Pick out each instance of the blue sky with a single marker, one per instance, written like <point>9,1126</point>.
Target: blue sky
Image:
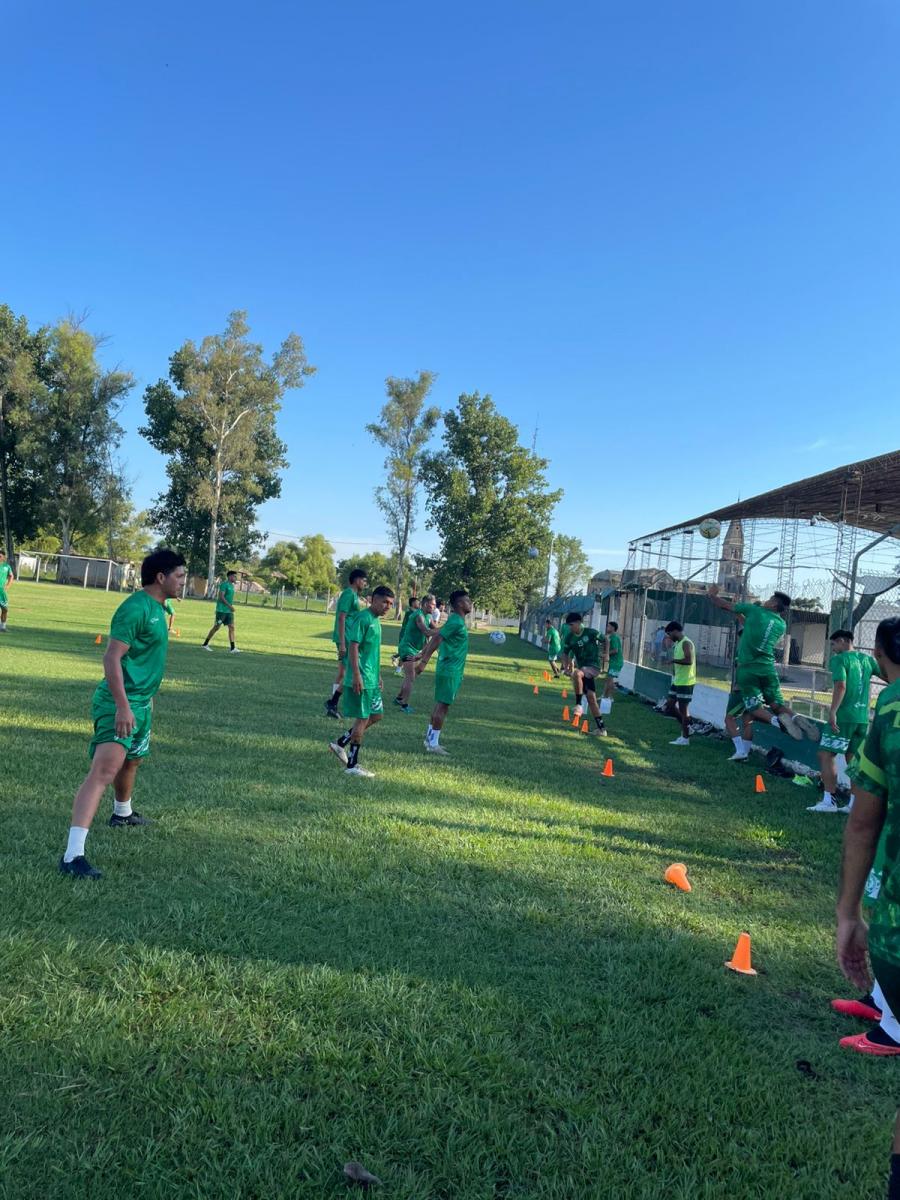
<point>666,234</point>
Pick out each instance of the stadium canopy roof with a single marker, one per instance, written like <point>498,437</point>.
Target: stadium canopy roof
<point>863,493</point>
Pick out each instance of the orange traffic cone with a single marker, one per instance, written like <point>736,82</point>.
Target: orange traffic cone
<point>739,960</point>
<point>677,875</point>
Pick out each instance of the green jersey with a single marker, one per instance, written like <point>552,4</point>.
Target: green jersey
<point>877,771</point>
<point>585,647</point>
<point>685,673</point>
<point>617,660</point>
<point>365,629</point>
<point>225,597</point>
<point>855,670</point>
<point>454,645</point>
<point>763,629</point>
<point>347,603</point>
<point>141,623</point>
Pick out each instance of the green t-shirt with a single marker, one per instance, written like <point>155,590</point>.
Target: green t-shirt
<point>583,647</point>
<point>141,623</point>
<point>855,670</point>
<point>365,629</point>
<point>877,771</point>
<point>684,673</point>
<point>454,643</point>
<point>616,655</point>
<point>349,603</point>
<point>763,629</point>
<point>226,592</point>
<point>412,639</point>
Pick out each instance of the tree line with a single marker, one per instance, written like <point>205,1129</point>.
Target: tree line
<point>214,418</point>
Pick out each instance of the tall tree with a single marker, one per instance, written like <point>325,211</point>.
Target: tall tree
<point>215,419</point>
<point>573,567</point>
<point>73,432</point>
<point>403,429</point>
<point>489,501</point>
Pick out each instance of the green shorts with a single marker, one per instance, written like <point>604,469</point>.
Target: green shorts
<point>360,707</point>
<point>103,717</point>
<point>757,685</point>
<point>447,684</point>
<point>847,741</point>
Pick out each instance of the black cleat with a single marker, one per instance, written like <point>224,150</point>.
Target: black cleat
<point>81,869</point>
<point>135,819</point>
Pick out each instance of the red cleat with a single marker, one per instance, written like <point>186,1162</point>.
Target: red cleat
<point>861,1043</point>
<point>857,1008</point>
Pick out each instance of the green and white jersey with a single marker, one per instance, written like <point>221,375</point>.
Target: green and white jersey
<point>877,771</point>
<point>141,623</point>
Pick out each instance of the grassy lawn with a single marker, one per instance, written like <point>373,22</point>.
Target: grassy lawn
<point>466,973</point>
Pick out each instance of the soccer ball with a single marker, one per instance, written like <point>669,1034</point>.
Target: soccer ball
<point>709,527</point>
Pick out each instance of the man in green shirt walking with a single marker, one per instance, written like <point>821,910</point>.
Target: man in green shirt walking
<point>123,705</point>
<point>6,579</point>
<point>364,702</point>
<point>348,603</point>
<point>453,640</point>
<point>225,612</point>
<point>849,715</point>
<point>413,636</point>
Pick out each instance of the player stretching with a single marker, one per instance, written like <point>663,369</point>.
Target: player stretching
<point>756,678</point>
<point>6,577</point>
<point>364,702</point>
<point>348,603</point>
<point>849,717</point>
<point>555,643</point>
<point>123,705</point>
<point>225,612</point>
<point>412,641</point>
<point>453,637</point>
<point>684,677</point>
<point>582,648</point>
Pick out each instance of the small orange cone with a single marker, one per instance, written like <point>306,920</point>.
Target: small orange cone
<point>741,959</point>
<point>677,875</point>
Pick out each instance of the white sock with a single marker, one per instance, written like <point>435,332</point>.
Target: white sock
<point>77,837</point>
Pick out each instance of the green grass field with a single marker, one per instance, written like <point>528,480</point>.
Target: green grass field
<point>466,973</point>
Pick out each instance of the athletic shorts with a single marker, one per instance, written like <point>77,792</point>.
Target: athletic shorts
<point>447,685</point>
<point>103,717</point>
<point>757,687</point>
<point>359,708</point>
<point>847,741</point>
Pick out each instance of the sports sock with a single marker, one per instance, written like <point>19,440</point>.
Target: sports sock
<point>77,837</point>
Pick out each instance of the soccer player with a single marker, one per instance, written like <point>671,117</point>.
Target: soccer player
<point>123,705</point>
<point>413,637</point>
<point>225,612</point>
<point>364,702</point>
<point>454,641</point>
<point>756,678</point>
<point>876,808</point>
<point>6,579</point>
<point>849,715</point>
<point>348,603</point>
<point>684,677</point>
<point>582,649</point>
<point>555,643</point>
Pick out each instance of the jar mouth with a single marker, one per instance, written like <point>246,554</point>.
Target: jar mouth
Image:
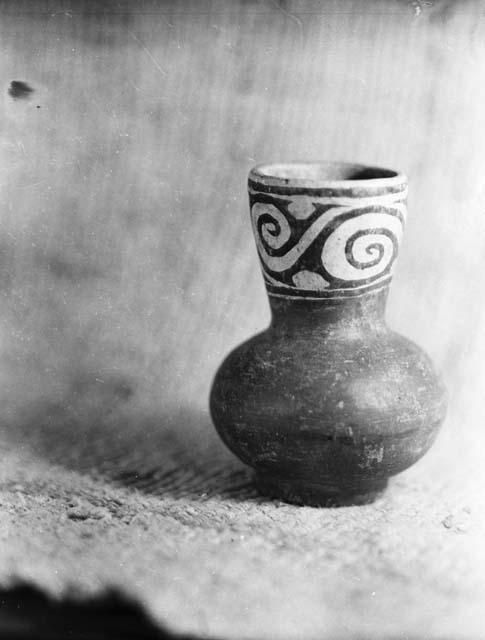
<point>325,175</point>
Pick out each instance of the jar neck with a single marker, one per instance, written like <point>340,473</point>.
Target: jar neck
<point>362,313</point>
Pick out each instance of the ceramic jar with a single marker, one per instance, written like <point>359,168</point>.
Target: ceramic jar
<point>327,402</point>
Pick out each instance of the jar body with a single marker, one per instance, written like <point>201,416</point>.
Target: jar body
<point>326,412</point>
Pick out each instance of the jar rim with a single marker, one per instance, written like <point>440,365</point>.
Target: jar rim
<point>325,175</point>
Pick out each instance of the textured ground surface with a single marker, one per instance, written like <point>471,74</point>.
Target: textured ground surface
<point>166,516</point>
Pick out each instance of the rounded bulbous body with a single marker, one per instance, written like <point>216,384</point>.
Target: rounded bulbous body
<point>328,402</point>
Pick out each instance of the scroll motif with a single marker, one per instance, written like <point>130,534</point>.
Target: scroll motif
<point>326,247</point>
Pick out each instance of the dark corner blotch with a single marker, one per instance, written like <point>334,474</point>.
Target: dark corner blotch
<point>30,614</point>
<point>19,90</point>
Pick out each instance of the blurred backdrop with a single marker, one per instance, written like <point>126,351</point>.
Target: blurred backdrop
<point>127,265</point>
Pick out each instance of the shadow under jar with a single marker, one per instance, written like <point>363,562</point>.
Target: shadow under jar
<point>328,402</point>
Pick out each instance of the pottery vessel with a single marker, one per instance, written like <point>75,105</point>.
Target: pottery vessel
<point>327,402</point>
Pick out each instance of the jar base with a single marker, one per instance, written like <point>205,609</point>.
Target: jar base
<point>303,493</point>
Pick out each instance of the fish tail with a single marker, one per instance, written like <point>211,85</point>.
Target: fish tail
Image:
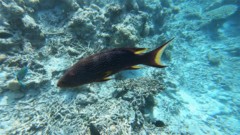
<point>153,58</point>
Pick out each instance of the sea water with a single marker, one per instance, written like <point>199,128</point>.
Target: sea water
<point>197,93</point>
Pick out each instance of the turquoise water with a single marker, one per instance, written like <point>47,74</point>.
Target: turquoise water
<point>197,93</point>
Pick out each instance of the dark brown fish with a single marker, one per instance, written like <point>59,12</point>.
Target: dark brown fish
<point>98,67</point>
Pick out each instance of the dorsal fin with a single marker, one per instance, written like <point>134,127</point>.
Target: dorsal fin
<point>137,50</point>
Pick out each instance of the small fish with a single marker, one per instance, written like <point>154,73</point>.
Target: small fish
<point>159,123</point>
<point>98,67</point>
<point>21,74</point>
<point>5,35</point>
<point>93,130</point>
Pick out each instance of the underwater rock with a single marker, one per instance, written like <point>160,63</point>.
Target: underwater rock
<point>29,22</point>
<point>12,8</point>
<point>13,85</point>
<point>113,11</point>
<point>32,31</point>
<point>131,5</point>
<point>2,58</point>
<point>85,99</point>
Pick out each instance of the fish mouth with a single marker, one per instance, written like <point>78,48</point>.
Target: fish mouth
<point>59,84</point>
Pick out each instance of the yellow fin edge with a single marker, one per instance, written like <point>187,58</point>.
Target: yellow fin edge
<point>157,58</point>
<point>141,51</point>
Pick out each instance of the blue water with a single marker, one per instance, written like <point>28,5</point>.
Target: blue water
<point>197,93</point>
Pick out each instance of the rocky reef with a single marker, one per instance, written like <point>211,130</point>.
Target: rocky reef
<point>47,37</point>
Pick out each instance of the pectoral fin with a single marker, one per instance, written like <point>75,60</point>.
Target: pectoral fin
<point>135,67</point>
<point>104,79</point>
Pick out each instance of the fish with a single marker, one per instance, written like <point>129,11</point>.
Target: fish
<point>100,66</point>
<point>5,35</point>
<point>93,130</point>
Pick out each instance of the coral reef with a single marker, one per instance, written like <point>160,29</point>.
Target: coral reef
<point>197,89</point>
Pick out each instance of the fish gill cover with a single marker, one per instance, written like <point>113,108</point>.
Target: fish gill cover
<point>197,93</point>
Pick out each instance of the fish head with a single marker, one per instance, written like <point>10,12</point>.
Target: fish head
<point>67,80</point>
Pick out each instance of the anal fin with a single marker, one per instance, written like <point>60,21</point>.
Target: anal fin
<point>104,79</point>
<point>135,67</point>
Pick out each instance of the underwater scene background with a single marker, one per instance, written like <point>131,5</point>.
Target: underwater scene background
<point>197,93</point>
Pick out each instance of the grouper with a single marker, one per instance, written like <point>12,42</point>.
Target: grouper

= = = = =

- _JOB_
Switch "underwater rock" to "submerged rock" in the records, covering everything from the line containing "Pick out each instance of the sea" down to the line containing "<point>59,84</point>". Write out only those lines, with every other part left unchanged.

- _TASK SOLUTION_
Pick out each instance of the sea water with a single marker, one per instance, written like <point>199,128</point>.
Target: sea water
<point>197,93</point>
Pick out each instance of the turquoise water with a single marker, one per instance, written like <point>47,74</point>.
Target: turquoise water
<point>197,93</point>
Pick out each instance of the dark brown fish with a single marker, one per instance, written like <point>59,12</point>.
Target: dark brown fish
<point>98,67</point>
Pick out each instance of the dorsal fin with a single marker, one per instance, written like <point>134,127</point>.
Target: dorsal fin
<point>137,50</point>
Pick out each instance of the small fish with a single marker, one per instance, written like <point>154,73</point>.
Target: small fish
<point>159,123</point>
<point>98,67</point>
<point>21,74</point>
<point>5,35</point>
<point>93,130</point>
Pick out each instance of the submerged rock with a single marker, one per instance, written like <point>160,63</point>.
Target: submerged rock
<point>29,22</point>
<point>12,8</point>
<point>13,85</point>
<point>113,11</point>
<point>32,31</point>
<point>131,5</point>
<point>2,58</point>
<point>85,99</point>
Pick out each instance of the fish mouth with a single marker, one per instance, written like <point>78,48</point>.
Target: fish mouth
<point>59,84</point>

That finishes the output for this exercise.